— Start of Source extract —
Figure 1. Scatterplots of accuracy in nonword rejection for /æ/-nonwords (top row) and /ε/-nonwords (bottom row) as a function of lexical frequency (left), neighborhood density (center), and vowel acoustics (right). Regression lines and correlation coefficients (i.e., r) are provided for illustration purposes.
Summarizing, model comparisons showed that nonword rejection accuracy for items containing mispronunciations of confusable L2 phones was modulated across the board by both the lexical frequency of the items and the acoustics of the critical vowels. However, the significant interactions and subsequent follow-up analyses indicated that the relative contributions of lexical frequency, neighborhood density and vowel acoustics differed between /æ/-nonwords and /ε/-nonwords. For the former, lower lexical frequencies and higher phonological neighborhood densities contributed to higher accuracies, whereas the F2–F1 values of the critical vowels did not strongly relate to nonword rejection accuracy (see Figure 1, top row). For /ε/-nonwords, higher accuracies in nonword rejection were only associated to lower F2–F1 values (i.e., more [æ]-like) for the critical vowels (see Figure 1, bottom row). Similar scatterplots to those in Figure 1 but with data split by group are provided in Figure 2. An examination of Figure 2 additionally suggests that the asymmetric patterns for the two types of mispronounced nonwords are highly consistent across the three groups of participants included in the sample.
Figure 2. Scatterplots of accuracy in nonword rejection for /æ/-nonwords (top row) and /ε/-nonwords (bottom row) as a function of lexical frequency (left), neighborhood density (center), and vowel acoustics (right) with data split by group. Advanced learners in Llompart (2021) are in black, intermediate learners in Llompart (2021) are in dark blue and intermediate learners in Llompart and Reinisch (2019b) are in light blue. Regression lines (advanced learners in dashed line, intermediate learners in solid lines) are provided for illustration purposes.
The present study examined the effects of item-specific properties both related to the organization of the L2 lexicon and to the acoustics of the confusable L2 categories on rejection accuracy for nonwords only differing from real words in the phones of a difficult L2 phonological contrast. A series of additional analyses of lexical decision data from German learners of English (Llompart and Reinisch, 2019b; Llompart, 2021) were conducted to assess the effects of i) the lexical frequency of the L2 (non)words presented, ii) their phonological neighborhood densities, and iii) the spectral image of the critical L2 phones, on learners’ ability to reject nonwords containing /ε/-/æ/ mispronunciations. These are factors that have not been considered in previous research but whose thorough investigation could improve our understanding of how lexical properties modulate the phonolexical encoding of phones in challenging L2 contrasts, as well as of the extent to which learners are sensitive to fine phonetic detail regarding the phones in such contrasts when engaging in lexical retrieval tasks. Even though the results of the present study should be interpreted with caution, as they stem from a limited set of L2 (non)words targeting just one L2 contrast and one learner population, they constitute a first stepping stone toward a better characterization of these issues, which are further discussed below.
— End of Source extract —
#### Stated task 1:
Tell whether each statement agrees with the nonword rejection passage. For each, answer yes or no and quote the deciding words of the passage.
(a) For /æ/-nonwords, lower lexical frequencies went with higher accuracies.
(b) In Figure 2, advanced learners are shown in light blue.
(c) The analyses used lexical decision data from Spanish learners of English.
#### Stated task 2:
Please rewrite part of the nonword rejection passage, substituting "vowel formants" for "vowel acoustics". Begin at the words "Figure 1. Scatterplots" and stop after "r) are provided for illustration purposes.".
— Start of Source excerpt —
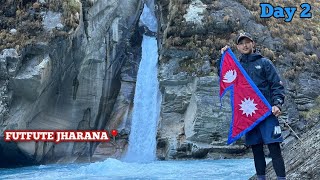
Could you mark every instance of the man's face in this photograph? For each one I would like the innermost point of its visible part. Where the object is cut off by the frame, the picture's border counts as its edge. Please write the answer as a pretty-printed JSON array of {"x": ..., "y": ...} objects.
[{"x": 245, "y": 46}]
— End of Source excerpt —
#### Task answer 1:
(a) Yes: "For the former, lower lexical frequencies and higher phonological neighborhood densities contributed to higher accuracies"
(b) No: "Advanced learners in Llompart (2021) are in black"
(c) No: "lexical decision data from German learners of English"

#### Task answer 2:
Figure 1. Scatterplots of accuracy in nonword rejection for /æ/-nonwords (top row) and /ε/-nonwords (bottom row) as a function of lexical frequency (left), neighborhood density (center), and vowel formants (right). Regression lines and correlation coefficients (i.e., r) are provided for illustration purposes.